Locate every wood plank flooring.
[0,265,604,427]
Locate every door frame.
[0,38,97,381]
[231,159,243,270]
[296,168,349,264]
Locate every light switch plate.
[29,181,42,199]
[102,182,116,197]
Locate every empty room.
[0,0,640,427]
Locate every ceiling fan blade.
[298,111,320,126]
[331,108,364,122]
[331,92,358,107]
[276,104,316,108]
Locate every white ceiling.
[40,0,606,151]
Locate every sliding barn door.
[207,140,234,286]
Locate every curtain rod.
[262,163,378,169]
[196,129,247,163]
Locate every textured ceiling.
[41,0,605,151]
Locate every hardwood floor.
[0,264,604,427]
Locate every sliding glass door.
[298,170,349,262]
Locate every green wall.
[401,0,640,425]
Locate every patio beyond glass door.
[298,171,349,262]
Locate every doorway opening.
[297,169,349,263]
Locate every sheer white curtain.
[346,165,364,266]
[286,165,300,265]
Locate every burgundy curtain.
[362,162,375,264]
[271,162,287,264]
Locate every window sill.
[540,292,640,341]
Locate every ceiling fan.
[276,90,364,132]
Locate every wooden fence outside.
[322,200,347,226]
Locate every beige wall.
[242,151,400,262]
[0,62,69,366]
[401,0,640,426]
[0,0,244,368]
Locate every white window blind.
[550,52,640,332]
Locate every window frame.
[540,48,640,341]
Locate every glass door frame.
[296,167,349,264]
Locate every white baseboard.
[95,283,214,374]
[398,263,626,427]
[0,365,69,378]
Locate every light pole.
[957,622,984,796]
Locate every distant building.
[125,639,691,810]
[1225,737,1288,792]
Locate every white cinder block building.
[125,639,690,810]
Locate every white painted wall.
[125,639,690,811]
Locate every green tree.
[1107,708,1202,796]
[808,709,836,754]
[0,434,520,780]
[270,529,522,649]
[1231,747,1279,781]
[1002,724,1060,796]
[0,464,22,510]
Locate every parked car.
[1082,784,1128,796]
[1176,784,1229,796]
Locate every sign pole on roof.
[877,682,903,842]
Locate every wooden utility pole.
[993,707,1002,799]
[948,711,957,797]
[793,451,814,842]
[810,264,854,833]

• Challenge:
Output as a JSON list of strings the lines from the one containing "Locate every empty room." through the one containing "[540,48,640,341]", both included. Use one string per line and skip blank lines.

• Result:
[
  "Locate every empty room.",
  "[0,0,640,427]",
  "Locate every ceiling fan blade.",
  "[298,111,320,126]",
  "[331,108,364,122]",
  "[331,92,358,107]",
  "[276,104,316,108]",
  "Locate every white ceiling.",
  "[40,0,606,151]",
  "Locate every sliding barn door.",
  "[207,140,234,286]",
  "Locate every curtain rod.",
  "[262,163,378,169]",
  "[196,129,247,163]",
  "Locate every textured ceiling.",
  "[41,0,605,151]",
  "Locate every hardwood floor.",
  "[0,264,604,427]",
  "Locate every sliding glass door.",
  "[298,170,349,262]",
  "Locate every green wall.",
  "[401,0,640,425]",
  "Locate every patio beyond glass door.",
  "[298,171,349,262]",
  "Locate every doorway opening.",
  "[297,169,349,263]",
  "Locate every sheer white curtain.",
  "[346,165,364,266]",
  "[286,165,300,265]",
  "Locate every burgundy curtain.",
  "[362,162,375,264]",
  "[271,162,287,264]",
  "Locate every window sill.",
  "[540,292,640,341]",
  "Locate every ceiling fan.",
  "[276,90,364,132]",
  "Locate every wooden fence outside.",
  "[322,200,347,226]",
  "Locate every beige wall.",
  "[242,151,400,262]",
  "[0,62,69,366]",
  "[401,0,640,426]",
  "[0,0,244,368]",
  "Locate every white window blind.",
  "[550,52,640,332]",
  "Locate every window frame.",
  "[540,48,640,341]"
]